### Text passage
________________________________________
Sophie Jane Raworth () (born 15 May 1968) is an English journalist, newsreader and broadcaster working for the BBC. She is a senior newsreader and is one of the main presenters of BBC News (mainly BBC News at Six and BBC News at Ten). She has presented state occasions. She also presents the BBC's Election Night coverage alongside various other presenters.

In 2015, she became the new presenter of consumer affairs programme Watchdog and in 2016, began presenting Crimewatch, both for BBC One.

Early life
Sophie Jane Raworth was born on 15 May 1968 in Surrey to a florist mother and a businessman father. She grew up in Twickenham in Middlesex and attended the independent Putney High and St Paul's Girls' schools.

After completing a degree in French and German at the University of Manchester, Raworth spent a year teaching English to teenagers in Toulouse before studying for a postgraduate course in broadcasting and journalism at City, University of London.
________________________________________
### Rows

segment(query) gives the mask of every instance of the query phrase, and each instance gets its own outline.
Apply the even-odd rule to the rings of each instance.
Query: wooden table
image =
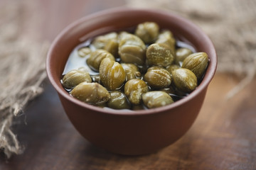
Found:
[[[42,5],[35,11],[45,17],[42,39],[48,40],[81,16],[124,4],[36,1]],[[97,148],[80,136],[46,81],[45,92],[15,126],[23,154],[6,159],[1,153],[0,169],[256,169],[256,80],[227,100],[238,82],[231,75],[216,74],[198,118],[181,139],[156,153],[128,157]]]

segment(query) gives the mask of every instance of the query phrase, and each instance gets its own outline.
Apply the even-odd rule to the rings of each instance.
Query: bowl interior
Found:
[[[133,112],[112,110],[111,113],[149,114],[171,109],[193,99],[198,93],[206,89],[216,69],[217,56],[212,42],[198,27],[188,20],[169,12],[121,8],[82,18],[67,27],[55,38],[48,55],[46,69],[48,78],[59,95],[78,105],[95,111],[110,113],[107,110],[82,103],[69,96],[60,83],[65,63],[72,50],[82,42],[110,31],[125,30],[134,28],[138,23],[145,21],[157,23],[161,29],[170,30],[176,38],[191,45],[196,51],[206,52],[208,55],[210,63],[205,77],[198,87],[188,96],[171,105]]]

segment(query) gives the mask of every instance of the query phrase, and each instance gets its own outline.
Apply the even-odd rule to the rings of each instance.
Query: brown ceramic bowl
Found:
[[[96,35],[126,30],[144,21],[157,23],[210,58],[205,77],[188,96],[171,105],[136,111],[104,109],[71,97],[60,79],[68,57],[81,41]],[[209,38],[189,21],[154,10],[114,8],[82,18],[62,31],[47,57],[48,78],[56,89],[71,123],[88,141],[122,154],[143,154],[167,147],[181,138],[195,121],[217,67],[215,47]]]

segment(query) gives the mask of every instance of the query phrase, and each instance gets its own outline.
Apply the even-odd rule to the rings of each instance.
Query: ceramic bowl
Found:
[[[105,109],[71,97],[60,79],[71,51],[81,42],[110,31],[127,30],[145,21],[157,23],[174,36],[210,58],[205,76],[187,97],[171,105],[140,110]],[[156,152],[180,139],[191,127],[203,103],[217,67],[217,55],[209,38],[186,18],[167,11],[119,8],[85,16],[65,28],[49,50],[46,69],[68,117],[77,130],[93,144],[121,154]]]

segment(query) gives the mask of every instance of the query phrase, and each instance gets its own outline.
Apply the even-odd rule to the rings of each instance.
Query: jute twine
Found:
[[[43,92],[40,85],[46,77],[48,43],[25,33],[38,21],[26,16],[32,8],[28,1],[0,6],[0,149],[8,158],[23,151],[11,125],[27,103]]]
[[[34,4],[28,0],[9,1],[0,6],[0,149],[7,157],[14,153],[22,153],[23,148],[11,125],[27,103],[43,92],[41,84],[46,76],[45,59],[48,43],[36,40],[33,33],[26,36],[21,33],[21,30],[33,27],[31,24],[41,21],[38,13],[27,16],[31,15],[29,11]],[[127,5],[178,13],[202,28],[215,45],[218,55],[217,71],[242,78],[228,98],[254,78],[255,1],[127,0]],[[29,23],[27,18],[30,18]]]
[[[197,24],[213,40],[218,56],[218,72],[241,79],[227,94],[234,96],[256,73],[256,1],[127,0],[134,8],[177,13]]]

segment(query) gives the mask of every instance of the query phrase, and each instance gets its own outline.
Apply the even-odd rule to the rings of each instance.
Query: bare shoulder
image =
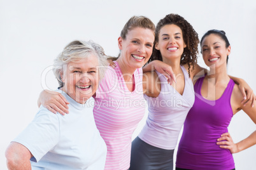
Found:
[[[190,77],[192,79],[194,77],[201,77],[207,72],[207,70],[200,67],[197,63],[194,63],[194,65],[186,63],[183,65],[186,69],[187,72],[190,73]]]
[[[243,100],[243,94],[241,92],[238,85],[235,84],[234,89],[232,92],[231,103],[233,109],[233,113],[236,114],[237,112],[242,109],[243,105],[241,103]]]

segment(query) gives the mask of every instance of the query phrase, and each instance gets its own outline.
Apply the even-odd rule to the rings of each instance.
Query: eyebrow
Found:
[[[181,34],[180,33],[180,32],[177,32],[177,33],[175,33],[175,34],[174,34],[174,35],[178,35],[178,34],[181,34]],[[162,35],[162,36],[169,36],[169,34],[163,34]]]
[[[213,43],[213,45],[215,45],[215,44],[217,44],[217,43],[220,43],[220,42],[217,41],[217,42],[214,43]],[[207,46],[207,45],[203,45],[203,47],[204,47],[204,46],[207,47],[208,46]]]
[[[80,69],[80,70],[82,69],[81,67],[73,67],[73,69]],[[94,70],[94,69],[96,69],[96,67],[90,67],[90,68],[89,68],[89,70]]]

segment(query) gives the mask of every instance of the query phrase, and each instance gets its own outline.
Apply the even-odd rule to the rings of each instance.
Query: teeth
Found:
[[[211,58],[211,60],[209,60],[209,61],[213,62],[213,61],[217,60],[218,59],[218,58]]]
[[[168,48],[168,50],[176,50],[177,49],[178,49],[178,48],[176,48],[176,47]]]
[[[144,58],[143,56],[138,56],[136,55],[132,55],[132,56],[133,58],[134,58],[135,59],[137,59],[137,60],[142,60]]]
[[[81,88],[81,89],[87,89],[87,88],[90,88],[90,85],[87,86],[77,86],[77,87],[79,88]]]

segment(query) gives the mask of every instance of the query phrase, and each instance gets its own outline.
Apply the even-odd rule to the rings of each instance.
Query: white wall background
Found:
________________________________________
### Instruction A
List every school and university that the Sophie Raworth biography says she attended.
### Instruction B
According to the Sophie Raworth biography, what subjects did she study for her degree at the University of Manchester?
### Instruction C
Carry on the Sophie Raworth biography from its last sentence.

### Exercise result A
Putney High
St Paul's Girls' school
University of Manchester
City, University of London

### Exercise result B
French and German.

### Exercise result C
Career
Raworth joined the BBC in 1992 as a news reporter, first for Greater Manchester Radio and then, in April 1994, as BBC Regions correspondent in Brussels. In May 1995, she became the regular joint presenter of BBC's Look North programme in Leeds.

Raworth moved to national television in 1997, to co-present the BBC's Breakfast News programme on BBC One, initially with Justin Webb, and in later years, with John Nicolson.

Raworth then joined the BBC's early morning news programme Breakfast at its launch in 2000, which she presented alongside Jeremy Bowen and in later years, Dermot Murnaghan, on Monday–Thursdays, and sometimes with regular relief presenters such as Bill Turnbull and Michael Peschardt. She then moved to the BBC Six O'Clock News in January 2003 which she presented alongside George Alagiah; she was a presenter on this bulletin until October 2005 when she went on maternity leave, and was replaced by Natasha Kaplinsky. In March 2006 Raworth was named as the main presenter of the BBC News at One, replacing Anna Ford on Monday-Thursdays. She took up the position in June 2006 after returning from maternity leave. She also can occasionally be seen presenting relief shifts on the rolling news channel BBC News Channel.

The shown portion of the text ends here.